Job: Reproduce every line from the one containing "37L259 13L109 87L229" down to the one containing "108H253V109H252ZM262 114H264V113H262ZM258 122H259V121H258ZM258", switching "rough mask" to "coarse mask" and leaving everything else untouched.

(Collected data)
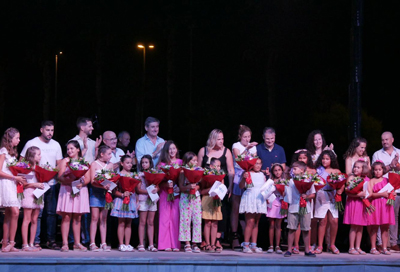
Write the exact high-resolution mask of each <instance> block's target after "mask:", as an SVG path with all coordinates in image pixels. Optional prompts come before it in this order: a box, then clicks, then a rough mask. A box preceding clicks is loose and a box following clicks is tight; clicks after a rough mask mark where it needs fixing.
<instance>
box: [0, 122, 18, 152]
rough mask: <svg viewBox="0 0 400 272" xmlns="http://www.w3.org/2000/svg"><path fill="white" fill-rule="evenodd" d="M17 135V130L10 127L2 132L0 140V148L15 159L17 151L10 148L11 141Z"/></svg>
mask: <svg viewBox="0 0 400 272" xmlns="http://www.w3.org/2000/svg"><path fill="white" fill-rule="evenodd" d="M17 133H19V131H18V129H16V128H13V127H10V128H8V129H7V130H6V131H4V134H3V138H1V146H0V147H5V148H6V149H7V152H8V154H9V155H10V156H14V157H17V156H18V150H17V147H16V146H12V139H13V138H14V137H15V135H17Z"/></svg>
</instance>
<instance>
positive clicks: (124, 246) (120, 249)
mask: <svg viewBox="0 0 400 272" xmlns="http://www.w3.org/2000/svg"><path fill="white" fill-rule="evenodd" d="M118 250H119V251H121V252H125V251H127V250H126V246H125V245H119V248H118Z"/></svg>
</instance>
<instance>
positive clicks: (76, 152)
mask: <svg viewBox="0 0 400 272" xmlns="http://www.w3.org/2000/svg"><path fill="white" fill-rule="evenodd" d="M67 155H68V157H67V158H64V159H63V160H62V161H61V163H60V171H59V172H58V179H59V180H60V182H61V187H60V192H59V194H58V202H57V214H59V215H61V217H62V221H61V236H62V240H63V246H62V247H61V252H68V251H69V249H68V233H69V226H70V224H71V218H72V232H73V234H74V251H83V252H84V251H87V248H86V247H84V246H83V245H82V244H81V243H80V240H81V217H82V214H84V213H89V193H88V189H87V185H88V184H89V181H90V174H89V171H87V172H86V174H85V176H83V177H82V178H80V179H79V180H80V184H79V185H77V186H76V187H77V188H79V189H80V191H79V194H77V195H75V196H73V195H72V187H71V183H72V182H73V181H75V180H76V177H75V176H74V175H73V174H72V173H71V172H70V170H69V168H68V165H67V164H68V163H69V162H70V160H71V159H81V158H82V152H81V148H80V145H79V143H78V142H77V141H75V140H71V141H69V142H68V143H67Z"/></svg>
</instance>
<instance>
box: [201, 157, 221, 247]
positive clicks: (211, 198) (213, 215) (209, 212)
mask: <svg viewBox="0 0 400 272" xmlns="http://www.w3.org/2000/svg"><path fill="white" fill-rule="evenodd" d="M210 168H211V169H216V170H218V171H220V170H221V161H220V160H218V159H216V158H212V159H211V161H210ZM221 182H222V183H223V182H224V181H223V180H222V181H221ZM210 189H211V187H210V188H207V189H202V190H201V195H202V196H203V197H202V200H201V210H202V218H203V219H204V231H203V234H204V240H205V243H206V245H205V250H206V251H208V252H218V253H220V252H221V250H220V249H219V248H217V247H216V246H215V243H216V240H217V232H218V221H219V220H222V212H221V207H214V206H213V198H212V197H210V196H209V195H208V193H209V191H210Z"/></svg>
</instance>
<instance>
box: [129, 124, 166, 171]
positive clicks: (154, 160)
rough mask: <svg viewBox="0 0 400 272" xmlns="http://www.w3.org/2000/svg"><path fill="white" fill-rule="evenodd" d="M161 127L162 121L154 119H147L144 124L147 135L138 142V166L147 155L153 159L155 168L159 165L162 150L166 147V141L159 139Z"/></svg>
mask: <svg viewBox="0 0 400 272" xmlns="http://www.w3.org/2000/svg"><path fill="white" fill-rule="evenodd" d="M159 127H160V120H158V119H157V118H154V117H147V118H146V121H145V122H144V128H145V129H146V131H147V133H146V134H145V135H144V136H143V137H142V138H140V139H139V140H137V142H136V147H135V153H136V157H137V160H138V165H139V164H140V160H141V159H142V157H143V156H144V155H146V154H148V155H150V156H151V157H152V158H153V162H154V166H156V165H157V162H158V159H159V157H160V153H161V149H162V148H163V147H164V143H165V141H164V139H163V138H160V137H158V132H159Z"/></svg>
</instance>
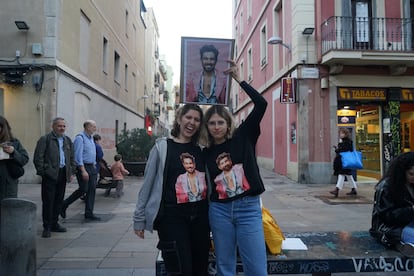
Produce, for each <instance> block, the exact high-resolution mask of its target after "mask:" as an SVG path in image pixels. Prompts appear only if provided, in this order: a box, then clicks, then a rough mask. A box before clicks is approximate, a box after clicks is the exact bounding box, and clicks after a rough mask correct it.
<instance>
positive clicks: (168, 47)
mask: <svg viewBox="0 0 414 276" xmlns="http://www.w3.org/2000/svg"><path fill="white" fill-rule="evenodd" d="M232 2H233V1H232V0H144V4H145V7H147V8H153V10H154V14H155V18H156V20H157V24H158V31H159V35H160V37H159V42H158V44H159V51H160V55H164V56H165V60H166V62H167V64H168V65H169V66H172V68H173V71H174V77H173V79H174V81H173V84H174V85H175V84H179V83H180V62H181V61H180V56H181V37H182V36H191V37H207V38H232Z"/></svg>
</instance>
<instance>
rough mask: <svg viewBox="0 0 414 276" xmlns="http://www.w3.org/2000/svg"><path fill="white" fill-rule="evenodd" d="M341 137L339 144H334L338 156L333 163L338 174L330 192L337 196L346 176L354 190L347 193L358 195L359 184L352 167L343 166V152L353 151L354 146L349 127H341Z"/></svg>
mask: <svg viewBox="0 0 414 276" xmlns="http://www.w3.org/2000/svg"><path fill="white" fill-rule="evenodd" d="M339 138H341V141H340V142H339V143H338V146H334V149H335V152H336V156H335V159H334V163H333V169H334V175H337V176H338V180H337V182H336V187H335V189H334V190H333V191H330V192H329V193H331V194H333V195H334V196H335V197H338V194H339V191H340V190H342V188H343V186H344V182H345V177H346V178H347V180H348V182H349V183H350V184H351V186H352V190H351V191H350V192H349V193H347V195H357V184H356V182H355V180H354V177H353V176H352V169H345V168H343V166H342V160H341V154H340V153H341V152H346V151H353V149H354V146H353V142H352V139H351V133H350V132H349V130H348V129H347V128H340V129H339Z"/></svg>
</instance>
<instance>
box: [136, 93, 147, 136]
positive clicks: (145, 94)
mask: <svg viewBox="0 0 414 276" xmlns="http://www.w3.org/2000/svg"><path fill="white" fill-rule="evenodd" d="M147 99H148V95H147V94H144V96H142V97H141V98H139V99H138V102H139V101H140V100H144V112H143V114H144V115H143V119H144V120H143V121H144V129H145V116H146V115H147Z"/></svg>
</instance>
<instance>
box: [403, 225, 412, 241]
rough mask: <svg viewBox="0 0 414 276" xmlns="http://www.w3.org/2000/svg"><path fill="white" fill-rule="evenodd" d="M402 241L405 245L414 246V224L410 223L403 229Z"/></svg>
mask: <svg viewBox="0 0 414 276" xmlns="http://www.w3.org/2000/svg"><path fill="white" fill-rule="evenodd" d="M401 241H402V242H404V243H408V242H409V243H412V244H414V222H411V223H409V224H408V225H407V226H405V227H404V228H403V232H402V234H401Z"/></svg>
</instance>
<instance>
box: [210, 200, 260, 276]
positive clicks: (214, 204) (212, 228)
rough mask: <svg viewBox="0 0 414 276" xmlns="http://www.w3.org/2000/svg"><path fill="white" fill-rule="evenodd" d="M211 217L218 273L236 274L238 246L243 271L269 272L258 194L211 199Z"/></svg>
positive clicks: (234, 274) (254, 273)
mask: <svg viewBox="0 0 414 276" xmlns="http://www.w3.org/2000/svg"><path fill="white" fill-rule="evenodd" d="M209 219H210V227H211V231H212V233H213V241H214V248H215V253H216V264H217V276H234V275H236V261H237V256H236V248H238V249H239V253H240V257H241V260H242V263H243V271H244V275H247V276H264V275H267V257H266V245H265V239H264V233H263V222H262V209H261V207H260V197H259V196H246V197H243V198H239V199H236V200H234V201H231V202H225V203H218V202H210V208H209ZM236 246H237V247H236Z"/></svg>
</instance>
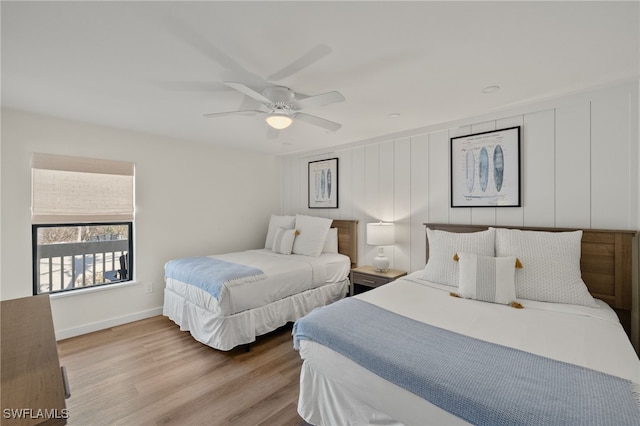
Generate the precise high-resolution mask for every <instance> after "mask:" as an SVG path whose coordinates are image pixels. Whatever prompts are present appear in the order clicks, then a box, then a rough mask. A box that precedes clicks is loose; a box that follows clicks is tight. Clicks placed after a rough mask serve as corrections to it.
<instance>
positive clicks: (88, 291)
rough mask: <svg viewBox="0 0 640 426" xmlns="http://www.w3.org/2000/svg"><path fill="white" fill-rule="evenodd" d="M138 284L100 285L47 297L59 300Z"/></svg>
mask: <svg viewBox="0 0 640 426" xmlns="http://www.w3.org/2000/svg"><path fill="white" fill-rule="evenodd" d="M138 284H140V283H139V282H137V281H135V280H134V281H127V282H124V283H115V284H109V285H101V286H96V287H88V288H81V289H78V290H71V291H62V292H60V293H51V294H50V295H49V297H50V298H51V299H61V298H63V297H72V296H80V295H82V294H88V293H95V292H98V291H107V290H115V289H117V288H123V287H131V286H134V285H138Z"/></svg>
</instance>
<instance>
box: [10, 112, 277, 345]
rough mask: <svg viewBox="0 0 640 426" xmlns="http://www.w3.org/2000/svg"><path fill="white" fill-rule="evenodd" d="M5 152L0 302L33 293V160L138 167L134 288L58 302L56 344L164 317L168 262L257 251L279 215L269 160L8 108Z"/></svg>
mask: <svg viewBox="0 0 640 426" xmlns="http://www.w3.org/2000/svg"><path fill="white" fill-rule="evenodd" d="M1 150H2V151H1V152H2V161H1V169H0V170H1V173H2V175H1V176H2V182H1V185H2V193H1V201H0V206H1V208H2V210H1V212H2V215H1V223H2V234H1V249H0V255H1V257H0V259H1V262H0V263H1V265H2V267H1V268H0V272H1V275H0V299H2V300H6V299H13V298H17V297H24V296H30V295H31V294H32V276H31V221H30V219H31V216H30V209H31V198H30V197H31V168H30V167H31V165H30V161H31V153H32V152H44V153H53V154H63V155H76V156H84V157H94V158H104V159H118V160H126V161H133V162H135V167H136V177H135V179H136V185H135V191H136V216H135V217H136V218H135V223H134V238H135V239H134V243H135V265H134V273H135V277H134V278H135V281H136V284H134V285H129V286H122V287H117V288H110V289H105V290H102V291H89V292H86V293H82V294H78V293H74V294H72V295H71V294H69V295H66V296H64V297H61V296H62V295H60V296H52V302H51V305H52V310H53V316H54V324H55V329H56V334H57V336H58V338H64V337H70V336H73V335H76V334H82V333H84V332H88V331H93V330H98V329H101V328H105V327H109V326H113V325H116V324H120V323H125V322H129V321H132V320H136V319H140V318H144V317H148V316H153V315H158V314H160V313H161V311H162V303H163V289H164V270H163V266H164V263H165V262H166V261H167V260H169V259H171V258H174V257H179V256H185V255H201V254H215V253H221V252H225V251H230V250H231V251H232V250H242V249H249V248H256V247H260V245H261V244H264V238H265V235H266V229H267V224H268V220H269V216H270V214H271V213H279V212H280V206H281V192H280V170H281V160H280V159H278V158H276V157H273V156H266V155H263V154H255V153H247V152H240V151H235V150H231V149H224V148H219V147H214V146H211V145H206V144H198V143H194V142H188V141H181V140H175V139H169V138H164V137H158V136H152V135H146V134H141V133H136V132H131V131H126V130H118V129H113V128H107V127H101V126H96V125H90V124H82V123H78V122H71V121H67V120H61V119H56V118H51V117H43V116H38V115H32V114H26V113H22V112H17V111H10V110H3V111H2V145H1ZM256 176H260V181H259V185H256V180H255V177H256ZM149 282H152V283H153V292H151V293H146V292H145V284H147V283H149Z"/></svg>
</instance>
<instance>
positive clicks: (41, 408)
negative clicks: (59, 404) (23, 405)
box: [2, 408, 69, 420]
mask: <svg viewBox="0 0 640 426" xmlns="http://www.w3.org/2000/svg"><path fill="white" fill-rule="evenodd" d="M2 417H4V418H5V419H43V420H49V419H68V418H69V410H68V409H66V408H63V409H62V410H59V409H57V408H52V409H50V410H49V409H46V408H45V409H42V408H38V409H33V408H5V409H4V410H2Z"/></svg>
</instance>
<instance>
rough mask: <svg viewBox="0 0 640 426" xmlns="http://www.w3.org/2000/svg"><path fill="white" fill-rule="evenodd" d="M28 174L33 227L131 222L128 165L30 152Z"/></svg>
mask: <svg viewBox="0 0 640 426" xmlns="http://www.w3.org/2000/svg"><path fill="white" fill-rule="evenodd" d="M31 171H32V189H31V220H32V222H33V223H35V224H42V223H87V222H116V221H132V220H133V208H134V201H133V178H134V164H133V163H131V162H127V161H113V160H99V159H94V158H81V157H70V156H64V155H51V154H40V153H34V154H33V156H32V164H31Z"/></svg>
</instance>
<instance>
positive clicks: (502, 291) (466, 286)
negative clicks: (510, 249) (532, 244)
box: [457, 253, 517, 305]
mask: <svg viewBox="0 0 640 426" xmlns="http://www.w3.org/2000/svg"><path fill="white" fill-rule="evenodd" d="M457 257H458V259H459V260H458V264H459V271H460V282H459V283H458V295H460V296H461V297H464V298H465V299H475V300H482V301H484V302H492V303H501V304H503V305H510V304H512V303H513V302H515V300H516V281H515V278H516V262H517V258H516V257H515V256H508V257H490V256H478V255H477V254H472V253H458V256H457Z"/></svg>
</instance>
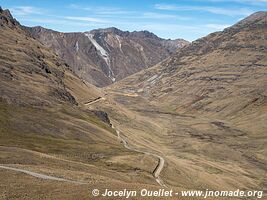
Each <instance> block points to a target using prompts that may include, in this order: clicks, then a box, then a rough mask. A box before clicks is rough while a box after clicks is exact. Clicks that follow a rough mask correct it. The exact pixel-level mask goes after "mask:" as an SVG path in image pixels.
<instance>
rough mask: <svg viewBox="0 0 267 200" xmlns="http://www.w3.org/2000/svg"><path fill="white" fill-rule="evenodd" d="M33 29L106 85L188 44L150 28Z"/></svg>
mask: <svg viewBox="0 0 267 200" xmlns="http://www.w3.org/2000/svg"><path fill="white" fill-rule="evenodd" d="M27 29H28V30H29V31H30V33H31V34H32V35H33V36H34V37H35V38H37V39H38V40H39V41H41V42H42V43H43V44H45V45H46V46H48V47H50V48H52V49H53V50H54V51H55V52H56V53H57V54H58V55H59V56H60V57H61V58H63V59H64V60H65V61H66V62H67V63H68V64H69V65H70V66H71V68H72V69H73V70H74V72H75V73H76V74H77V75H78V76H79V77H81V78H82V79H84V80H86V81H88V82H90V83H92V84H94V85H96V86H106V85H109V84H111V83H113V82H115V81H117V80H120V79H122V78H124V77H126V76H129V75H131V74H133V73H136V72H138V71H140V70H142V69H145V68H148V67H150V66H153V65H155V64H156V63H158V62H160V61H162V60H163V59H164V58H166V57H168V56H169V55H170V54H171V53H173V52H175V50H176V49H178V48H180V47H182V46H184V45H186V44H188V42H187V41H185V40H181V39H178V40H164V39H161V38H159V37H157V36H156V35H154V34H152V33H150V32H148V31H140V32H128V31H121V30H119V29H116V28H107V29H97V30H92V31H90V32H85V33H61V32H56V31H53V30H49V29H45V28H42V27H33V28H27Z"/></svg>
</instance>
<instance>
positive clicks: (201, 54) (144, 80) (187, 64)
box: [112, 12, 267, 130]
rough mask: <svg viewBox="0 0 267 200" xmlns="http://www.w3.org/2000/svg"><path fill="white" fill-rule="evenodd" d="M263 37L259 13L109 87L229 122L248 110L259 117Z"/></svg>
mask: <svg viewBox="0 0 267 200" xmlns="http://www.w3.org/2000/svg"><path fill="white" fill-rule="evenodd" d="M266 35H267V12H257V13H255V14H253V15H251V16H249V17H247V18H245V19H244V20H242V21H240V22H239V23H237V24H235V25H233V26H231V27H229V28H226V29H225V30H223V31H221V32H215V33H212V34H210V35H208V36H206V37H203V38H201V39H198V40H196V41H194V42H192V43H191V44H189V45H188V46H186V47H184V48H182V49H180V50H178V51H177V52H176V53H174V54H173V55H172V56H171V57H170V58H168V59H166V60H164V61H163V62H161V63H159V64H157V65H156V66H154V67H152V68H149V69H147V70H145V71H141V72H139V73H137V74H134V75H132V76H130V77H128V78H125V79H124V80H122V81H120V82H118V83H117V84H115V85H114V86H112V88H116V90H118V91H120V90H123V89H127V88H128V89H130V90H131V91H135V92H136V93H137V94H138V95H140V96H143V97H145V98H146V99H149V100H151V101H155V102H161V103H163V102H164V104H166V105H167V104H168V105H172V107H173V108H174V109H175V110H176V111H178V112H207V113H213V114H216V115H220V116H228V117H229V116H235V115H237V114H238V115H239V114H241V113H242V112H243V111H244V110H248V109H249V110H250V112H256V111H259V112H260V108H262V109H263V107H265V106H267V104H266V97H267V93H266V91H267V90H266V89H267V75H266V70H267V45H266V44H267V38H266ZM252 108H253V109H252ZM262 114H264V113H262ZM258 122H259V121H258ZM258 122H257V123H258ZM262 125H263V124H262ZM261 130H263V129H261Z"/></svg>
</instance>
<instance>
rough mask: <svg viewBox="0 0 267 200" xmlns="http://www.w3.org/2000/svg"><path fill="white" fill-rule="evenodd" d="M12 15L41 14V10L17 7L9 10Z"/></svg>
mask: <svg viewBox="0 0 267 200" xmlns="http://www.w3.org/2000/svg"><path fill="white" fill-rule="evenodd" d="M10 11H11V12H12V14H14V15H30V14H43V12H42V11H41V9H39V8H35V7H32V6H17V7H13V8H11V9H10Z"/></svg>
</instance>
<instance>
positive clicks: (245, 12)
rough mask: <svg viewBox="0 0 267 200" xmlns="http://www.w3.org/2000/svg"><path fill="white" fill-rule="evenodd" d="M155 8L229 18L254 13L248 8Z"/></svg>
mask: <svg viewBox="0 0 267 200" xmlns="http://www.w3.org/2000/svg"><path fill="white" fill-rule="evenodd" d="M155 8H156V9H158V10H169V11H203V12H209V13H212V14H219V15H227V16H248V15H250V14H252V13H253V12H254V11H253V10H250V9H248V8H237V9H232V8H231V9H230V8H220V7H211V6H177V5H171V4H156V5H155Z"/></svg>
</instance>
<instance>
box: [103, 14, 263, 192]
mask: <svg viewBox="0 0 267 200" xmlns="http://www.w3.org/2000/svg"><path fill="white" fill-rule="evenodd" d="M266 34H267V12H258V13H255V14H253V15H251V16H249V17H248V18H246V19H244V20H242V21H240V22H239V23H237V24H235V25H233V26H231V27H229V28H227V29H225V30H223V31H221V32H215V33H212V34H210V35H208V36H206V37H204V38H201V39H199V40H196V41H194V42H193V43H192V44H190V45H188V46H186V47H184V48H182V49H180V50H178V51H177V52H176V53H175V54H174V55H172V56H171V57H170V58H167V59H165V60H164V61H162V62H161V63H159V64H157V65H155V66H154V67H152V68H149V69H146V70H143V71H141V72H139V73H137V74H134V75H132V76H130V77H127V78H125V79H123V80H122V81H119V82H118V83H115V84H113V85H111V86H109V87H108V88H107V89H106V92H107V93H110V94H113V98H114V99H115V100H116V101H117V102H118V103H119V104H120V105H122V106H125V107H127V108H128V109H130V110H131V111H132V112H134V115H133V116H135V117H132V121H131V123H126V122H121V126H122V127H124V128H125V129H128V130H131V132H136V133H137V131H133V130H137V129H138V130H139V132H140V130H142V133H140V135H138V136H137V135H133V134H130V133H128V135H127V137H130V138H138V137H143V141H146V142H143V145H150V146H152V145H154V146H158V149H161V155H165V158H166V162H167V163H168V166H167V168H166V169H165V171H164V172H165V176H164V177H163V180H164V179H165V180H167V181H166V182H167V183H169V184H178V185H179V184H180V185H183V186H185V185H187V186H188V187H203V188H205V187H214V188H217V189H218V188H233V187H234V188H242V187H243V188H247V189H248V188H258V189H263V190H266V181H264V180H265V179H266V175H264V174H266V162H267V154H266V145H265V144H266V140H267V135H266V131H265V130H266V128H267V126H266V121H267V113H266V106H267V101H266V100H267V98H266V95H267V94H266V91H267V68H266V67H267V49H266V46H267V38H266ZM138 116H141V117H138ZM133 118H135V120H133ZM140 123H142V124H143V126H142V129H140ZM137 127H139V128H137ZM146 127H147V128H146ZM175 170H176V171H175ZM170 174H171V175H170ZM195 177H197V178H195ZM175 180H176V181H175ZM177 180H179V181H177ZM193 185H194V186H193ZM207 185H208V186H207Z"/></svg>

Answer space:
coarse mask: <svg viewBox="0 0 267 200" xmlns="http://www.w3.org/2000/svg"><path fill="white" fill-rule="evenodd" d="M263 37L259 13L109 87L229 122L248 110L259 117Z"/></svg>
mask: <svg viewBox="0 0 267 200" xmlns="http://www.w3.org/2000/svg"><path fill="white" fill-rule="evenodd" d="M266 35H267V12H257V13H255V14H253V15H251V16H249V17H247V18H245V19H244V20H242V21H240V22H239V23H237V24H235V25H233V26H231V27H229V28H226V29H225V30H223V31H221V32H215V33H212V34H210V35H208V36H206V37H203V38H201V39H198V40H196V41H194V42H192V43H191V44H189V45H188V46H186V47H184V48H182V49H180V50H178V51H177V52H176V53H174V54H173V55H172V56H171V57H170V58H168V59H166V60H164V61H163V62H161V63H159V64H157V65H156V66H154V67H152V68H149V69H147V70H145V71H141V72H139V73H137V74H134V75H132V76H130V77H128V78H125V79H124V80H122V81H120V82H118V83H117V84H115V85H114V86H112V88H116V90H118V91H120V90H123V89H127V88H128V89H130V90H131V91H135V92H136V93H137V94H138V95H140V96H143V97H145V98H146V99H149V100H151V101H155V102H161V103H163V102H164V104H166V105H167V104H168V105H172V107H173V108H174V109H175V110H176V111H178V112H207V113H213V114H216V115H220V116H228V117H229V116H235V115H237V114H238V115H239V114H241V113H242V112H243V111H244V110H248V109H249V110H250V112H256V111H259V112H260V108H262V109H263V107H265V106H267V104H266V97H267V93H266V91H267V90H266V89H267V75H266V70H267V45H266V44H267V38H266ZM252 108H253V109H252ZM262 114H264V113H262ZM258 122H259V121H258ZM258 122H257V123H258ZM262 125H263V124H262ZM261 130H263V129H261Z"/></svg>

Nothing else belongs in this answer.